▶ _Given data_
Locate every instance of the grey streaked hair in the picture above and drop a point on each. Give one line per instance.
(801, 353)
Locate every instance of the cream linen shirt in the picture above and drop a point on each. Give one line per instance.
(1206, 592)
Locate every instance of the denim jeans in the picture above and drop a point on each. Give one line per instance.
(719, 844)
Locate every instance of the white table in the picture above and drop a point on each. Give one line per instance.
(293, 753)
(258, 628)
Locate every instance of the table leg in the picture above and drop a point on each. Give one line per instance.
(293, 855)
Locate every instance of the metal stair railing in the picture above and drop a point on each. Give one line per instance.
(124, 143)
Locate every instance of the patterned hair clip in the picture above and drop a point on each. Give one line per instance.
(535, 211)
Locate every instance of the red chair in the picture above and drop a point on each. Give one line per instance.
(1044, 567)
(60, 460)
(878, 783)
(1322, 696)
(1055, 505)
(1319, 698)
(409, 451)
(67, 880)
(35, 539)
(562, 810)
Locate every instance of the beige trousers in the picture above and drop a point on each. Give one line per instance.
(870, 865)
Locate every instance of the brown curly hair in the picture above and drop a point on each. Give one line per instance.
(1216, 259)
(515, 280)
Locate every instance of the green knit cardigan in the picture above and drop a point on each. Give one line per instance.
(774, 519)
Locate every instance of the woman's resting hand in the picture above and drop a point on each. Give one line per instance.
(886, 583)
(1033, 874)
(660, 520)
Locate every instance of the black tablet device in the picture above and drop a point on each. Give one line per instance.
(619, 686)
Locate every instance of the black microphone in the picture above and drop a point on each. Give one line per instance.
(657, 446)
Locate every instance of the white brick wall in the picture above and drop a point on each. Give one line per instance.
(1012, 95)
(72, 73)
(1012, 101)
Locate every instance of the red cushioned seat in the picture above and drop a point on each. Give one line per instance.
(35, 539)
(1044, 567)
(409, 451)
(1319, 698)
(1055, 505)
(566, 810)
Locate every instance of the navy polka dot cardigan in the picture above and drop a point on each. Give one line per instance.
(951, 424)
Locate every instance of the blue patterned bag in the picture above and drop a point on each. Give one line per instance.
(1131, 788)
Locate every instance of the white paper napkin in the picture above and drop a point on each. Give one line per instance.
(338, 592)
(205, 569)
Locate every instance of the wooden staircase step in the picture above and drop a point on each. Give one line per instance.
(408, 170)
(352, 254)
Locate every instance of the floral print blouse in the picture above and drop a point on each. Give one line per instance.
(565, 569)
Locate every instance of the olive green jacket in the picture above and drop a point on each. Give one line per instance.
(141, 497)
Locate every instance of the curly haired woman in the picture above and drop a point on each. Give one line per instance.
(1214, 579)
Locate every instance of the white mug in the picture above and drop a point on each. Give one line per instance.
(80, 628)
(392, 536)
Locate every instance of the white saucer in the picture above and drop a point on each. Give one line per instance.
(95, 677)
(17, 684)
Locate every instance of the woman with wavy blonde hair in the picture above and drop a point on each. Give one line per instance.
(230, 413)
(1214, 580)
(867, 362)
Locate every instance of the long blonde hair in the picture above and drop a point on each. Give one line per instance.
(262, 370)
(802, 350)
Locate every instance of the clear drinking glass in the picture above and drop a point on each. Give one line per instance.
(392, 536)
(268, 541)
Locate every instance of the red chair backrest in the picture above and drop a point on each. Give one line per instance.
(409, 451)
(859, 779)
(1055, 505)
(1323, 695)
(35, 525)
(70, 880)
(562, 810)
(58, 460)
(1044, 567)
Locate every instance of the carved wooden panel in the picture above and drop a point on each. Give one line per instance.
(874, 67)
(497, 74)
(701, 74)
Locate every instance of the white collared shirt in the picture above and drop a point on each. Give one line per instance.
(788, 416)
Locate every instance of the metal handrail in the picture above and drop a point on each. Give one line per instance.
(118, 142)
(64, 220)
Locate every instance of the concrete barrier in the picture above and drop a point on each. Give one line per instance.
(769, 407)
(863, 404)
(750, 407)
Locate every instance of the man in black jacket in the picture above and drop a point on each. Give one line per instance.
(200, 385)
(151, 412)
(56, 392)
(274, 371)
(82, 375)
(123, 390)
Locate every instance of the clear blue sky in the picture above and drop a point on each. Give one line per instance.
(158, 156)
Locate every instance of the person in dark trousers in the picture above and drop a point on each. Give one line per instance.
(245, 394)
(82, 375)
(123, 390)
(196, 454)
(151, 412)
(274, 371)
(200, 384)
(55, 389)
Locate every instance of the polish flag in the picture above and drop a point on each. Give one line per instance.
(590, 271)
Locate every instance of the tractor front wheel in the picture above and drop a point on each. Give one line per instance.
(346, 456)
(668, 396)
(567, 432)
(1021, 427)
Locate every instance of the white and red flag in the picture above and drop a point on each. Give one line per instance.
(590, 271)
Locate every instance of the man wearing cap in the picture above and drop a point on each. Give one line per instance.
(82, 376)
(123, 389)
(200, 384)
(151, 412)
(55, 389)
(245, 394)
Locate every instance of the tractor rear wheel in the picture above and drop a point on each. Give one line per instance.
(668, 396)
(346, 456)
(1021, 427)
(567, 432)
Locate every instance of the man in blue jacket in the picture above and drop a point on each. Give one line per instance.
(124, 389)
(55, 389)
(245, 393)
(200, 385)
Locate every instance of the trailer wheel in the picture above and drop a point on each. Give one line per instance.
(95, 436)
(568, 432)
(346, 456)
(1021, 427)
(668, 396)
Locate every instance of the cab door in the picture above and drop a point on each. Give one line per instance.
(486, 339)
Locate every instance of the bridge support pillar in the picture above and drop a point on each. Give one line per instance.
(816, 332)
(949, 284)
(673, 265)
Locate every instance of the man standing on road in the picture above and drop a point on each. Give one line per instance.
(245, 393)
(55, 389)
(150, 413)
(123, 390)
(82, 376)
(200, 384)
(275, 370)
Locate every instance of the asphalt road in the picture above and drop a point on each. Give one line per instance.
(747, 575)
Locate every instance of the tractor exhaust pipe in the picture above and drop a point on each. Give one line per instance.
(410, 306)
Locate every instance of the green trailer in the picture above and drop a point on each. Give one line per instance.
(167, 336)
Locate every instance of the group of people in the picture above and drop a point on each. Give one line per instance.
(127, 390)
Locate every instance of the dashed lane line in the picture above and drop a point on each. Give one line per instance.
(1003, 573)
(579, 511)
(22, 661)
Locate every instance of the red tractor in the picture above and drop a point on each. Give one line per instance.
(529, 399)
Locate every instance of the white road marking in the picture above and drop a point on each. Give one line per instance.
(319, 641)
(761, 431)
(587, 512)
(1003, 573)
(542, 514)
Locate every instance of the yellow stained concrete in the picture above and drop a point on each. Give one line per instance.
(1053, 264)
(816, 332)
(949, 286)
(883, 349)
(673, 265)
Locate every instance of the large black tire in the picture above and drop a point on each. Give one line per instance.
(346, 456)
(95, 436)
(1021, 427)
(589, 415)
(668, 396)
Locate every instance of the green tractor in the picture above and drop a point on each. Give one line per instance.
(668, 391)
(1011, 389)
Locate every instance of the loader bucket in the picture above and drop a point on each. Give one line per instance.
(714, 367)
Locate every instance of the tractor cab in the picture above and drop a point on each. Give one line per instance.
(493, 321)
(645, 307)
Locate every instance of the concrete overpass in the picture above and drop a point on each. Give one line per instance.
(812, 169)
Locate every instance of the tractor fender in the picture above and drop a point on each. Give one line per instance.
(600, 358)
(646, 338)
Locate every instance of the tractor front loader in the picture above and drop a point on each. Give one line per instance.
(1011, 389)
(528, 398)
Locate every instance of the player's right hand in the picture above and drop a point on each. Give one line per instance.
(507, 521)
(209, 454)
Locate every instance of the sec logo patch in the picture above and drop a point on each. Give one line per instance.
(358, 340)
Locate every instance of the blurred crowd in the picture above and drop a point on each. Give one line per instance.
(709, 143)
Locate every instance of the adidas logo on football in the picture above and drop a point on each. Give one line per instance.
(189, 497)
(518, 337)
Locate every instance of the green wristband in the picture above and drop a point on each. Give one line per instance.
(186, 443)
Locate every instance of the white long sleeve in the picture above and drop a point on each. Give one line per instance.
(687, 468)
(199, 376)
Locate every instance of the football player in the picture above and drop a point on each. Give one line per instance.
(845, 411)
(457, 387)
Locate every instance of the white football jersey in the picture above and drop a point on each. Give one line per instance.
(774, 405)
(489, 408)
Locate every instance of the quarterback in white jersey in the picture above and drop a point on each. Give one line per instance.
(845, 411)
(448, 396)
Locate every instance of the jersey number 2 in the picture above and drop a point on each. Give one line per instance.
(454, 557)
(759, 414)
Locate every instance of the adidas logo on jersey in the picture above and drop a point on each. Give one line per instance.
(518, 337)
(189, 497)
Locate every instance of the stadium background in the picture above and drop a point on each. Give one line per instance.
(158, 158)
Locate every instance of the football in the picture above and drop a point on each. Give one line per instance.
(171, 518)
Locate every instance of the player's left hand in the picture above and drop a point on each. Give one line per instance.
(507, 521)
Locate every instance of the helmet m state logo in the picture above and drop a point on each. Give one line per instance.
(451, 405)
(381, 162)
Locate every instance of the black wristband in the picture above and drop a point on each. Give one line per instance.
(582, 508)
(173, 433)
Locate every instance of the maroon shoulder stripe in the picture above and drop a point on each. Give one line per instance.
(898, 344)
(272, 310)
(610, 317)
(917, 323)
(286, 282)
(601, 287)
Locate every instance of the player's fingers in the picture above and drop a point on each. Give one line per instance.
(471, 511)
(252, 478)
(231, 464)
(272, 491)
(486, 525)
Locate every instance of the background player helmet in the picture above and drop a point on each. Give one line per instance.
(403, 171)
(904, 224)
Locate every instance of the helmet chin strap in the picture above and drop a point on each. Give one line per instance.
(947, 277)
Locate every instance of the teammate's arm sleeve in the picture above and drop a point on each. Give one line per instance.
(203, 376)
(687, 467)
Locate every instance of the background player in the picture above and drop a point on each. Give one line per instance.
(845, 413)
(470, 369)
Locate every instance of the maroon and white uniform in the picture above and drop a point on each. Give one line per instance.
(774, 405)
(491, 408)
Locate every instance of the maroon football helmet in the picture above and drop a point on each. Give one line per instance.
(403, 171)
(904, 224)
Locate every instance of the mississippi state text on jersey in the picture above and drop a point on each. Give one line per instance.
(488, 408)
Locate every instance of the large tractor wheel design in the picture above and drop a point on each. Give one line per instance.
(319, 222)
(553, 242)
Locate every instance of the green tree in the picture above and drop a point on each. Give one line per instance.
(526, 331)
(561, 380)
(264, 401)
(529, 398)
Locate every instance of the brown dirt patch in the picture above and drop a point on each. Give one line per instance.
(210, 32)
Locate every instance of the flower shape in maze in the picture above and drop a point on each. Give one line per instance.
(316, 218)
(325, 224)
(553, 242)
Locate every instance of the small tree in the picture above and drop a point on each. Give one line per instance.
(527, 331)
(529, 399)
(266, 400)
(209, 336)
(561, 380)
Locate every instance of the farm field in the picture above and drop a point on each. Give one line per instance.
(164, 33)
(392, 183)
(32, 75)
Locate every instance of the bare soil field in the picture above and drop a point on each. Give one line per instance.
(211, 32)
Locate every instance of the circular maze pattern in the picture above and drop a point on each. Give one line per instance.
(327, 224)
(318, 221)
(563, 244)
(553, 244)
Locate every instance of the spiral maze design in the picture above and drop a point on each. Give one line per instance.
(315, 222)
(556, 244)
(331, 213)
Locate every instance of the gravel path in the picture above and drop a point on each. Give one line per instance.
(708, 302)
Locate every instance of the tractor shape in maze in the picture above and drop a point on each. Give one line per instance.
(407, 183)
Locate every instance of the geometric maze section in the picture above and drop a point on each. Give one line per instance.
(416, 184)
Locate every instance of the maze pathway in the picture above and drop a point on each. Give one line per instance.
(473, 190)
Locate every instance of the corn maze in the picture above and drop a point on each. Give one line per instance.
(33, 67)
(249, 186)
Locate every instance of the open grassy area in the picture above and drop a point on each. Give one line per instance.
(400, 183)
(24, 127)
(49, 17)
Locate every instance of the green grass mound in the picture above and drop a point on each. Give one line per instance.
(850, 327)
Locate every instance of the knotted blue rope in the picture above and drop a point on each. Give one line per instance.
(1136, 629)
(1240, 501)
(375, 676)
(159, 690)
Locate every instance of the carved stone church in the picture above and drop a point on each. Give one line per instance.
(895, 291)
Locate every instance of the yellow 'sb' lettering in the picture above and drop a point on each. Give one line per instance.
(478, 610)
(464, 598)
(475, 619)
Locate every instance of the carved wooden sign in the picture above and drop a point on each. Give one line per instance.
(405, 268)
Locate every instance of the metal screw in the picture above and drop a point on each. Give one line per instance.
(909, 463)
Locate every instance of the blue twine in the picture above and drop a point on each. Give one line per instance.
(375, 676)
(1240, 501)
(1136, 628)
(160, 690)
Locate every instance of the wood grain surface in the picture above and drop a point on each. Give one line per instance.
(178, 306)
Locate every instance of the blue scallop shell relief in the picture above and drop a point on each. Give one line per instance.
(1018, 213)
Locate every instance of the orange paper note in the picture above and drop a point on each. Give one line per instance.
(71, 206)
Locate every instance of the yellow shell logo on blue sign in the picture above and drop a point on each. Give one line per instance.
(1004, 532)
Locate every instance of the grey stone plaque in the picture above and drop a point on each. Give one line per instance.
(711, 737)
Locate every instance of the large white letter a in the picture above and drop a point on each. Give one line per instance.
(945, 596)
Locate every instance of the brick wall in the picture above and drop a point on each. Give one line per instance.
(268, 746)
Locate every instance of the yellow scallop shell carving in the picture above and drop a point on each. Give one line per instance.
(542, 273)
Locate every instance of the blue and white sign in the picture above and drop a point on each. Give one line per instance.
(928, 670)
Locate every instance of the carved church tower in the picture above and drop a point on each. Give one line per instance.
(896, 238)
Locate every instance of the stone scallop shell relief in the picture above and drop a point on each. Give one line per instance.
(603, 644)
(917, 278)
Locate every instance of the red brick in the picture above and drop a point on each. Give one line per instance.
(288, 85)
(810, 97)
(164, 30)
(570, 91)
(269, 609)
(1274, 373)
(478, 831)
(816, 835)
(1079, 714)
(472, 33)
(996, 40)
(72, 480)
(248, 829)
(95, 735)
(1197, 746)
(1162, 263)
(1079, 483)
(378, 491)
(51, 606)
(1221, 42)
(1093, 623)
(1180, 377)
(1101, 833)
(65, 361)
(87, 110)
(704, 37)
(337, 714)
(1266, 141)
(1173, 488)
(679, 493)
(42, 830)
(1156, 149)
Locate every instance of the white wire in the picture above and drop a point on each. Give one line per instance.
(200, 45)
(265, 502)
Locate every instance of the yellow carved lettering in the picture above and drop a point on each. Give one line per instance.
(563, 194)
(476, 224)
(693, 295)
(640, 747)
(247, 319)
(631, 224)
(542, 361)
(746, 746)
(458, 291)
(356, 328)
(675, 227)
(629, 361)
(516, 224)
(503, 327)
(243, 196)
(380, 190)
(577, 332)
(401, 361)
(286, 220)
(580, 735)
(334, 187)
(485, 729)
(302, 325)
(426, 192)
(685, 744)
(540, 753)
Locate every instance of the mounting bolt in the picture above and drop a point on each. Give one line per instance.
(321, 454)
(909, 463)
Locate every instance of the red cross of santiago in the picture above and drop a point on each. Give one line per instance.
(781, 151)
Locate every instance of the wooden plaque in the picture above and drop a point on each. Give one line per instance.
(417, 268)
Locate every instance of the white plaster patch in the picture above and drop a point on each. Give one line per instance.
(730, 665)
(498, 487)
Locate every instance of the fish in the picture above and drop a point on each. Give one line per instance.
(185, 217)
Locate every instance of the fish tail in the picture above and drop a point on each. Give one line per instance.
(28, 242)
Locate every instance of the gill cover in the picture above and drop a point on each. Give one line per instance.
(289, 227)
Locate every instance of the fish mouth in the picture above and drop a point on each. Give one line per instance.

▶ _Exercise prompt_
Lay out the lines from the one containing "Locate every instance of the gill" up to and including the last line of the items as a Markdown table with the columns Row and Line, skipping any blank lines.

▶ _Response for this exercise_
| Row | Line |
|---|---|
| 1 | Locate every instance of the gill cover in the picture above and drop a point on each. Give one line per instance. |
| 2 | (289, 227) |
| 3 | Locate every instance of the fish mouth in the picture above and drop a point on each. Give one line per instance. |